*** Opening Provided text ***

Constructive local journalism
Journalists working for local media tend to be more focused on individual stories than their colleagues in the larger media houses. In smaller communities, this focus on the local and the individual can help to create a relationship of trust between journalists and their audience. It can also be used to foster a sense of solidarity within the community.
For example, Der Insel-Bote [Island-Messenger], which reports on the North Sea islands Föhr and Amrum (part of Germany’s northernmost district of Nordfriesland in the state of Schleswig-Holstein), has carried articles emphasising the solidarity among the islanders as they prepared for the arrival of the virus.
Among all the reports on cancelled events, items about crisis meetings and death notices, some local press articles still manage to adopt a positive tone. The Westfalen-Blatt (based in North Rhine-Westphalia) carried two articles on 23 March, one headlined “Youth village defies corona crisis” and the other “Life grows even during the crisis“. Such items offer a marked contrast to the prevailing theme of disease and cancellations.

*** Closing Provided text ***

→ Exercise tasks
**a.** On what date did the Westfalen-Blatt carry the two articles mentioned in the text on constructive local journalism?
**b.** Write out the passage of the constructive local journalism text that begins at "For example, Der" and stops after "of the virus.".
**c.** Summarize the text on constructive local journalism in two sentences.

*** Opening Records shown ***

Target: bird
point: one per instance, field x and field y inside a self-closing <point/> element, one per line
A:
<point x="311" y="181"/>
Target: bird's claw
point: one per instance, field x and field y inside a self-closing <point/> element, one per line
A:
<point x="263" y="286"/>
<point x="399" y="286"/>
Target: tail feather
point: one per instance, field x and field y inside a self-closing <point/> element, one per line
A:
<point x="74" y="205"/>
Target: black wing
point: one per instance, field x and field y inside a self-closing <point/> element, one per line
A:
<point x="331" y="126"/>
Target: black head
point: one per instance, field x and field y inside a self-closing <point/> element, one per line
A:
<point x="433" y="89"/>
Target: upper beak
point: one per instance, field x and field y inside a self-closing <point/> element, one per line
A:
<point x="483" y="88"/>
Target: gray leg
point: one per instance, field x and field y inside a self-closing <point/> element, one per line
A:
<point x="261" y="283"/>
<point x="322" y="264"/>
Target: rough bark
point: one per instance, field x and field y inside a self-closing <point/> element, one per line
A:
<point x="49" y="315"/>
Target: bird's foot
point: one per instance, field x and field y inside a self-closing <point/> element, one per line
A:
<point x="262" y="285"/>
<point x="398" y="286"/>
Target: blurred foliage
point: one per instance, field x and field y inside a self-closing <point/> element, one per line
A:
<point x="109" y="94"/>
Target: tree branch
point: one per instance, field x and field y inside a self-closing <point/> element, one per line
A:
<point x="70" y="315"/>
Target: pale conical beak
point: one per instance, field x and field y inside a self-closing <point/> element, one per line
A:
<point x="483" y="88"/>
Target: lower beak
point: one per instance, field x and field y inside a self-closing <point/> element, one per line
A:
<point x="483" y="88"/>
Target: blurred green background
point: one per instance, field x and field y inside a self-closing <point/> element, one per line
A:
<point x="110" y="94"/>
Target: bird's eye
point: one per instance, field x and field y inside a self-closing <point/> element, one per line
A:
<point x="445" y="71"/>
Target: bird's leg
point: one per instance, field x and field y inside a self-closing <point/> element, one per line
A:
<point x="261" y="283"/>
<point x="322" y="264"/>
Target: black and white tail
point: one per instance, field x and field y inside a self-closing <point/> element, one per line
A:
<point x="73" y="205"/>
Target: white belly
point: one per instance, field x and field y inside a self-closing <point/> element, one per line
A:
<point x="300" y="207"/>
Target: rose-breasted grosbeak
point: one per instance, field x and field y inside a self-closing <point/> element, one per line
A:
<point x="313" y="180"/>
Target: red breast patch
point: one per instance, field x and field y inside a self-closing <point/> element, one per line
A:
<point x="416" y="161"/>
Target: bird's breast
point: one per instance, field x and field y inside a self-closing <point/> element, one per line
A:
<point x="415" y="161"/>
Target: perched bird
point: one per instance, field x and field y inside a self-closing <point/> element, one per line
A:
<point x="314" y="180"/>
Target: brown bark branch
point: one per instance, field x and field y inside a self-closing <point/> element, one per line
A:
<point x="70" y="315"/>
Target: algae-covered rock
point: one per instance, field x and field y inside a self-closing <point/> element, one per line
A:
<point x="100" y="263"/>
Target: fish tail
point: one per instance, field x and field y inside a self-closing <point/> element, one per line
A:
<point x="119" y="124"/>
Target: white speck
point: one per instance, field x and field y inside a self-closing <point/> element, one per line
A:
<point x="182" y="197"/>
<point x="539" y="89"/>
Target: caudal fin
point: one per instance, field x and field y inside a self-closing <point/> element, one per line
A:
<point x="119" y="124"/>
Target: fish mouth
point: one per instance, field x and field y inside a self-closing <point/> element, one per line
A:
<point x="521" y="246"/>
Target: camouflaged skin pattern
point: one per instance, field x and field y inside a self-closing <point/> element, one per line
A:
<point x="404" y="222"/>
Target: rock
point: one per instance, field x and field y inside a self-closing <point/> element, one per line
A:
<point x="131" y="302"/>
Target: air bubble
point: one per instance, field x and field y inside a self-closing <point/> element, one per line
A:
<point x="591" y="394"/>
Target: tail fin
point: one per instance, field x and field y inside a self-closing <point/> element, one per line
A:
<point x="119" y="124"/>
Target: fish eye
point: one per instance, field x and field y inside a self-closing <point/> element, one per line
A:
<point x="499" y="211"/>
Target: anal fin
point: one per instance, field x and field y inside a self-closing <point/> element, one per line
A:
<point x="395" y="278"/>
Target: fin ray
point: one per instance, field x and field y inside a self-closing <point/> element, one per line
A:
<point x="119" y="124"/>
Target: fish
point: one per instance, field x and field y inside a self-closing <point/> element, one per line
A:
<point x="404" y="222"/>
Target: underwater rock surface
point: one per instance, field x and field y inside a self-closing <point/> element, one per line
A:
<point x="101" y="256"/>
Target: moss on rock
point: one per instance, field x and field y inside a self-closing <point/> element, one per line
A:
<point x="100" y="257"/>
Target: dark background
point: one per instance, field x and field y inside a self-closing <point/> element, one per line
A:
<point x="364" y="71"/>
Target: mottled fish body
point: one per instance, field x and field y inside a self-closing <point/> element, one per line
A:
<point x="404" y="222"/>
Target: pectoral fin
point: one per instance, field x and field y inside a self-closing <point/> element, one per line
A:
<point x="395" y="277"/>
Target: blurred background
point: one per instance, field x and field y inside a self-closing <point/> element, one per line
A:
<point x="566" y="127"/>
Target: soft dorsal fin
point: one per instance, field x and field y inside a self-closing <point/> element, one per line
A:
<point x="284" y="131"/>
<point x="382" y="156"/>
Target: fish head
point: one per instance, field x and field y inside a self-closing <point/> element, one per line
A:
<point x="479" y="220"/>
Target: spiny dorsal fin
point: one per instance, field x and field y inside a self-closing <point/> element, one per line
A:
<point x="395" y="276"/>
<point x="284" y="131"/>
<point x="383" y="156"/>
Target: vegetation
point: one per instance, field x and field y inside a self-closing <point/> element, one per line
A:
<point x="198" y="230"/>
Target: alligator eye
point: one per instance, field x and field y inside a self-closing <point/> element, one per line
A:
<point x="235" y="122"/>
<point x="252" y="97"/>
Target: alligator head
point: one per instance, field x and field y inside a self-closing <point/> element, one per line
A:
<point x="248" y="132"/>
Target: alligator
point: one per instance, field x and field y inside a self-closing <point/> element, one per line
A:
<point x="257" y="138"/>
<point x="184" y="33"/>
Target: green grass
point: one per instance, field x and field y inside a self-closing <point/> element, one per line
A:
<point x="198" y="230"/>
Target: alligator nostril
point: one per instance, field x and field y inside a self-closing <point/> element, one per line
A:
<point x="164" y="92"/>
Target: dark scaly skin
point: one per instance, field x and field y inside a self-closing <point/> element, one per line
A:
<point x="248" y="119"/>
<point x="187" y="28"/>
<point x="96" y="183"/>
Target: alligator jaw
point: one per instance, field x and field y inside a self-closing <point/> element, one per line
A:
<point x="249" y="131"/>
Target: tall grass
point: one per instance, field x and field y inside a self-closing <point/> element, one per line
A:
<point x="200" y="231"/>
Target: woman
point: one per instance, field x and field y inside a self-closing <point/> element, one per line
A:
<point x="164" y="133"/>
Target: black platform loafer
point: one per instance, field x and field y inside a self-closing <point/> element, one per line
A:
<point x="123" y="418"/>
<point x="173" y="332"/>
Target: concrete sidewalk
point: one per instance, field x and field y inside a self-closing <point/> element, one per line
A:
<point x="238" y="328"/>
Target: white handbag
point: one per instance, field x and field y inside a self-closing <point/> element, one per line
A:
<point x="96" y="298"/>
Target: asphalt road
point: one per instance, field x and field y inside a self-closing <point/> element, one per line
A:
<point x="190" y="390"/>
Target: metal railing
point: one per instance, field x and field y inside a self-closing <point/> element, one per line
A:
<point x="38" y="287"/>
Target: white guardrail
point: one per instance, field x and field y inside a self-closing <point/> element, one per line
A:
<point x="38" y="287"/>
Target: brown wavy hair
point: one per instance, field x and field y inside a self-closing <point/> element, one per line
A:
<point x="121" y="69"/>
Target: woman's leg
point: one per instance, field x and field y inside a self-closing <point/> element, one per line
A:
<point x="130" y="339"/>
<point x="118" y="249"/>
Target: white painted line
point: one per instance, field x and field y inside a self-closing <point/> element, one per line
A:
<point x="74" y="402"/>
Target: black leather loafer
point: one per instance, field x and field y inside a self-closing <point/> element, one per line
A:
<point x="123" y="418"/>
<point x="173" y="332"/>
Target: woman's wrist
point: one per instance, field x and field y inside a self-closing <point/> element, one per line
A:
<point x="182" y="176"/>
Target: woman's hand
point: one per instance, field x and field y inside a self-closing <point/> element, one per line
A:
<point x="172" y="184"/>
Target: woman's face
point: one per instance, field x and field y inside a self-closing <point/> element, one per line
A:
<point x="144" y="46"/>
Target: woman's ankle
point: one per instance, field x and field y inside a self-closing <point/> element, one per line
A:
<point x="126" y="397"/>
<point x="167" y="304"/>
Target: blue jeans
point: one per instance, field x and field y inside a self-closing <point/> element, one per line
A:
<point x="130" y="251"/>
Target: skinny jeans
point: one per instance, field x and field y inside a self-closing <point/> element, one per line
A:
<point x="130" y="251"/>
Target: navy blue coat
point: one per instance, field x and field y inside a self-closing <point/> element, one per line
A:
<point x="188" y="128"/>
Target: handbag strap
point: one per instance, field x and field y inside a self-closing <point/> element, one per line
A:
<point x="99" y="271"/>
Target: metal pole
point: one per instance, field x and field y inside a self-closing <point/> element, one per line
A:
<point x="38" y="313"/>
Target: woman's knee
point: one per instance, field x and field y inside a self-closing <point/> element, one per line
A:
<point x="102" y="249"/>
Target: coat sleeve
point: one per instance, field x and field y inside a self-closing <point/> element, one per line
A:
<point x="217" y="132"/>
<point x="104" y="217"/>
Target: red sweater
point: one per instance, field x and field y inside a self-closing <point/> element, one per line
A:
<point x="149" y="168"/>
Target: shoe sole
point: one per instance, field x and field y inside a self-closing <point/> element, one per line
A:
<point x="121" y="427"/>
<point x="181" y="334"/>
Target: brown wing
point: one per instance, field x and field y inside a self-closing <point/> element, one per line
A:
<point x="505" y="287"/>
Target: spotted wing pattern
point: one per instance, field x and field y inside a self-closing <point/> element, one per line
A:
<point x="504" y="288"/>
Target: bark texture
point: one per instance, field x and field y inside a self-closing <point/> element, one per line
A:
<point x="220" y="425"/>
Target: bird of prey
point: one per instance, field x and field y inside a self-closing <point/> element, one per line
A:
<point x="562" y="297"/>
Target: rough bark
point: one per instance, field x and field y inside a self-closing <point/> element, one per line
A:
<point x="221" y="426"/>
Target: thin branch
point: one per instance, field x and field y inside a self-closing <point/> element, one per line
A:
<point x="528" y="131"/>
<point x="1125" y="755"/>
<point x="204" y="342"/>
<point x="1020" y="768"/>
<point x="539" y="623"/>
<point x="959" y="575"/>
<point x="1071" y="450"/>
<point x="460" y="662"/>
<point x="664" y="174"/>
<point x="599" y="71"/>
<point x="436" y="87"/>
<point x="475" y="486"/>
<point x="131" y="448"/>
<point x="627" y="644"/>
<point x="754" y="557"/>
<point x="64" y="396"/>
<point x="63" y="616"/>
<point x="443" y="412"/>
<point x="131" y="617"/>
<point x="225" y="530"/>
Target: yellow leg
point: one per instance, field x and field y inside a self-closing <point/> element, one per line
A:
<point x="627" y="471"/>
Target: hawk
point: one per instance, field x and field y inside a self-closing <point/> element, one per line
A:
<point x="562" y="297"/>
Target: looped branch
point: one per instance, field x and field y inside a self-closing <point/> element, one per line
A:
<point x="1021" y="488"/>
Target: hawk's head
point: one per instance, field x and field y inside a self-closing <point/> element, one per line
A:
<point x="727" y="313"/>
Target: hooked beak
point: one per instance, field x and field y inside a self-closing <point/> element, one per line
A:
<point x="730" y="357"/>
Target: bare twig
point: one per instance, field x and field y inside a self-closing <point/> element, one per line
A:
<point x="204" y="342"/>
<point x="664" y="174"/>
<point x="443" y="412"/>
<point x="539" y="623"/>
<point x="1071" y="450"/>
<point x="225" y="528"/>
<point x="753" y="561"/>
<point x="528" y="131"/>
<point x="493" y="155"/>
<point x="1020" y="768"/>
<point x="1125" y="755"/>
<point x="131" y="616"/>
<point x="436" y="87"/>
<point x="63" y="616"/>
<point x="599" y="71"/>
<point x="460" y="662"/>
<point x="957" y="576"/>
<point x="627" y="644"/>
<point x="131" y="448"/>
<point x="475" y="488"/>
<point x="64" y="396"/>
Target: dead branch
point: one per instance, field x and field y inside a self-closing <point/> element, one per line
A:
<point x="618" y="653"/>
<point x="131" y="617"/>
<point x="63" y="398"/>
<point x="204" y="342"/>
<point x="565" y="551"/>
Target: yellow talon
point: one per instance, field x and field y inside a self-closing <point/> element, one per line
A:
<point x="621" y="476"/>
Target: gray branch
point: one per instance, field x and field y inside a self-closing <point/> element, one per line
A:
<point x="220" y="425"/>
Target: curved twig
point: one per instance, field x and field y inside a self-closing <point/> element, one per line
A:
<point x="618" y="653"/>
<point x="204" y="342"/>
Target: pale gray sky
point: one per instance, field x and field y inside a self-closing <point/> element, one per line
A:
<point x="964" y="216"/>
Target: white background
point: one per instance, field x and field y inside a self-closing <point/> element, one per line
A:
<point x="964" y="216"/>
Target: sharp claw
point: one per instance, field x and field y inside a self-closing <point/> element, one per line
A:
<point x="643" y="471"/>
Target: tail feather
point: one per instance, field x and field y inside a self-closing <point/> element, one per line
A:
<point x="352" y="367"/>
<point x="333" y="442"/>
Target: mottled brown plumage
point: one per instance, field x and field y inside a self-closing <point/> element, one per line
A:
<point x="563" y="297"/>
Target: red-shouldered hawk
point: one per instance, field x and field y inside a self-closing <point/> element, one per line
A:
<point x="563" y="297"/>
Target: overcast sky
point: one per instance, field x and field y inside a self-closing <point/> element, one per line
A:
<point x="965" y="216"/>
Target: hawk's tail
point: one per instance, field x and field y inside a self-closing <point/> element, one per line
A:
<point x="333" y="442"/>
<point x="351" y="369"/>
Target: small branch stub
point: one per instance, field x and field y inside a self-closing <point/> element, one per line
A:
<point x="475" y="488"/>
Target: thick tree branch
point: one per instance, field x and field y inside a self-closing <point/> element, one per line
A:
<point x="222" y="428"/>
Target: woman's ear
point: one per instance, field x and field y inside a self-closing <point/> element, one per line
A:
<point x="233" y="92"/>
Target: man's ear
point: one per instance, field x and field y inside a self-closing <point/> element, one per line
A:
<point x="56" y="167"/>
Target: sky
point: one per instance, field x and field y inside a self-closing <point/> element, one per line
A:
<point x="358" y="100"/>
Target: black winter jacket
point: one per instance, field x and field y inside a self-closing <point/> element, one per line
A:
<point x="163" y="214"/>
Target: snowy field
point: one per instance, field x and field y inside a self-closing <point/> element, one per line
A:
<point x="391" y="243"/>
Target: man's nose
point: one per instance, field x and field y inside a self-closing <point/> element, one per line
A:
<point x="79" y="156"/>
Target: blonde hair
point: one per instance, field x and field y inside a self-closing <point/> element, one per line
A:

*** Closing Records shown ***

→ Written responses
**a.** 23 March

**b.**
For example, Der Insel-Bote [Island-Messenger], which reports on the North Sea islands Föhr and Amrum (part of Germany’s northernmost district of Nordfriesland in the state of Schleswig-Holstein), has carried articles emphasising the solidarity among the islanders as they prepared for the arrival of the virus.

**c.** Local journalists focus more on individual stories than those at larger media houses, which in smaller communities can build trust with their audience and foster solidarity, as Der Insel-Bote did for the islanders of Föhr and Amrum. Amid reports on cancellations, crisis meetings and deaths, some local papers such as the Westfalen-Blatt still manage a positive tone that contrasts with the prevailing theme of disease and cancellations.